Give the records back in full, exactly as they read.

═════ EXTRACTED RECORDS ═════

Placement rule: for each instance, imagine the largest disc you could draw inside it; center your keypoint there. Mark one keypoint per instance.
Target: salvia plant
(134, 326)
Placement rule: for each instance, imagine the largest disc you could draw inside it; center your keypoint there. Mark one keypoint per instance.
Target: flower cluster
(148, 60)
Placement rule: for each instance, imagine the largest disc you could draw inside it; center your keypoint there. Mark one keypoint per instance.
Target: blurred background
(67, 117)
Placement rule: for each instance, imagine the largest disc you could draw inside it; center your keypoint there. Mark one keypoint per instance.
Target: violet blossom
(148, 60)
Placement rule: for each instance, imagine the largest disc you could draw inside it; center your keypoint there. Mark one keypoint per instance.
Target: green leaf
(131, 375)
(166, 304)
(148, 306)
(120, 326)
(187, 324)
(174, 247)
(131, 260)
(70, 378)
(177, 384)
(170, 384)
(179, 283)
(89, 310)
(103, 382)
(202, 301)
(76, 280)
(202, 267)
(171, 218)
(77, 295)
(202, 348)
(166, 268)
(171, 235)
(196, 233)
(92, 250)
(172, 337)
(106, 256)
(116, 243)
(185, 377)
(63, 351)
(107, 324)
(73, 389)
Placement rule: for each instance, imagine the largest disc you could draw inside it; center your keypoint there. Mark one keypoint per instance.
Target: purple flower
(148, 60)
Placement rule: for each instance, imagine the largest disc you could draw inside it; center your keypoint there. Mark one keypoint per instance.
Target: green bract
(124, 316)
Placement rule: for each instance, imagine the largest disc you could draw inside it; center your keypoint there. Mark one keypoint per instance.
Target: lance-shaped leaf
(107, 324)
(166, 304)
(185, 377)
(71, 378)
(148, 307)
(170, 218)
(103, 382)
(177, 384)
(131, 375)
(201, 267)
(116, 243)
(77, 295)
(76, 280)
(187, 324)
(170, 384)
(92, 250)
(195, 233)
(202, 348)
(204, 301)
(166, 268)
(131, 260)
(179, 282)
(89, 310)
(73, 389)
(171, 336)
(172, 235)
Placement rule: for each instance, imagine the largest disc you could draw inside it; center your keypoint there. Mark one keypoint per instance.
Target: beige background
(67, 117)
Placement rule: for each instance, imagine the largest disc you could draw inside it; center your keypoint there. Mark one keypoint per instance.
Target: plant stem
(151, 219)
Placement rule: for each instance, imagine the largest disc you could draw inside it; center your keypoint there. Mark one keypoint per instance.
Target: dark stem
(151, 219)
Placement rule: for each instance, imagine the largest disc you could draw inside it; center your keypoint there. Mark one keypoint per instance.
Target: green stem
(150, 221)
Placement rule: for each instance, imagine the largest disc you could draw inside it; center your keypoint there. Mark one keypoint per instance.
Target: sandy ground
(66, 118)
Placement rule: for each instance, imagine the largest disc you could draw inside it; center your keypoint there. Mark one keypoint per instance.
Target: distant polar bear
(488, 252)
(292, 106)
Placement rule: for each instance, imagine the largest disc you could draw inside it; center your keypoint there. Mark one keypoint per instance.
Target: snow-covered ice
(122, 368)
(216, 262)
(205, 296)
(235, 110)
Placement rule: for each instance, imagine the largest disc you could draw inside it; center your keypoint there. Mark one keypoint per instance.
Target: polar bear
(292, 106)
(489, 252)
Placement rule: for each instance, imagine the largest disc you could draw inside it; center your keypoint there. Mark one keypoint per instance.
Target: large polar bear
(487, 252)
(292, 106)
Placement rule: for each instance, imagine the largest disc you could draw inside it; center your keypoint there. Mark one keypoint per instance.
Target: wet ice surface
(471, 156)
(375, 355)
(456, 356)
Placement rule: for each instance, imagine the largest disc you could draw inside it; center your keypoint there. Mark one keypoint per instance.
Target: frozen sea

═════

» PROBLEM SOLUTION
Placement rule: for each instance, imagine the largest disc you could draw inside it; center your keypoint there. Mark one keypoint per instance.
Target: salvia plant
(134, 326)
Placement rule: for each instance, imagine the largest disc you could draw inside it; center your keypoint there. Mark one keypoint per instance.
Target: flower cluster
(148, 60)
Placement rule: for each instance, imagine the largest disc you could draw inside it; center your keypoint there. Mark one keypoint per instance.
Target: blurred background
(67, 117)
Placement rule: for each instance, imagine the largest disc you could draw inside it; center your keypoint there. Mark one keypoint per instance.
Target: violet blossom
(148, 60)
Placement rule: for each instance, imagine the largest disc you could draw inside it; center your keypoint there. Mark one keypoint per instance.
Target: green leaf
(131, 375)
(166, 304)
(148, 306)
(120, 326)
(187, 324)
(174, 247)
(131, 260)
(70, 378)
(177, 384)
(170, 384)
(179, 283)
(89, 310)
(103, 382)
(202, 301)
(76, 280)
(202, 267)
(171, 218)
(77, 295)
(202, 348)
(166, 268)
(171, 235)
(196, 233)
(92, 250)
(172, 337)
(106, 256)
(116, 243)
(185, 377)
(63, 351)
(107, 324)
(73, 389)
Placement rule: for each instance, imagine the largest disc you could draw inside it; center your keypoint there. Mark one keypoint per instance.
Target: purple flower
(148, 60)
Placement rule: for each instance, imagine the largest disc you could draw inside it; center your keypoint there. Mark one keypoint per instance.
Target: green bract
(124, 316)
Placement rule: for each instance, imagine the largest disc you could draw inside it; center your keypoint there. Mark one keypoint per instance.
Target: lance-shaped leaf
(107, 324)
(166, 304)
(185, 377)
(71, 378)
(148, 307)
(170, 218)
(103, 382)
(177, 384)
(131, 375)
(201, 267)
(116, 243)
(77, 295)
(76, 280)
(187, 324)
(170, 384)
(92, 250)
(195, 233)
(202, 348)
(204, 301)
(166, 268)
(131, 260)
(179, 282)
(89, 310)
(73, 389)
(171, 336)
(172, 235)
Placement rule: for each instance, imagine the largest disc you could draw inside it; center your keypoint there. Mark one keypoint per instance.
Target: beige background
(67, 117)
Placement rule: for each instance, imagine the largest disc you could draw inside it; center your keypoint there. Mark one keypoint per instance.
Target: plant stem
(151, 219)
Placement rule: for each instance, imagine the largest disc you could draw inside it; center your keypoint there. Mark one keypoint per instance.
Target: dark stem
(151, 219)
Placement rule: for each instance, imagine the largest disc you could draw inside it; center your keypoint there. Mark one keypoint per instance.
Target: green stem
(150, 221)
Placement rule: for each instance, imagine the largest disc you could draw inside it; center your keypoint there. Mark one keypoint per instance.
Target: sandy ground
(66, 118)
Placement rule: for each instance, imagine the largest disc you could draw inside it; center your keypoint there. Mark one keypoint per instance.
Target: distant polar bear
(488, 252)
(292, 106)
Placement rule: for each instance, imagine the largest disc you could draw inside it; center your keypoint there. Mark one keypoint per instance.
Target: snow-covered ice
(122, 368)
(216, 262)
(205, 296)
(235, 110)
Placement rule: for each instance, imagine the largest disc you could draw inside it; center your keypoint there. Mark one keypoint per instance.
Target: polar bear
(292, 106)
(489, 252)
Placement rule: for each instance, imagine the largest disc you could draw inside it; center your keypoint there. Mark one keypoint per instance.
Target: large polar bear
(487, 252)
(292, 106)
Placement rule: for each instance, imagine the largest disc you could draw inside it; center your keypoint there. Mark one keypoint per instance.
Target: wet ice surface
(471, 156)
(375, 355)
(456, 356)
Placement rule: for each instance, imagine the largest disc you could draw inside it; center your keypoint there. Mark one keypoint per instance.
Target: frozen sea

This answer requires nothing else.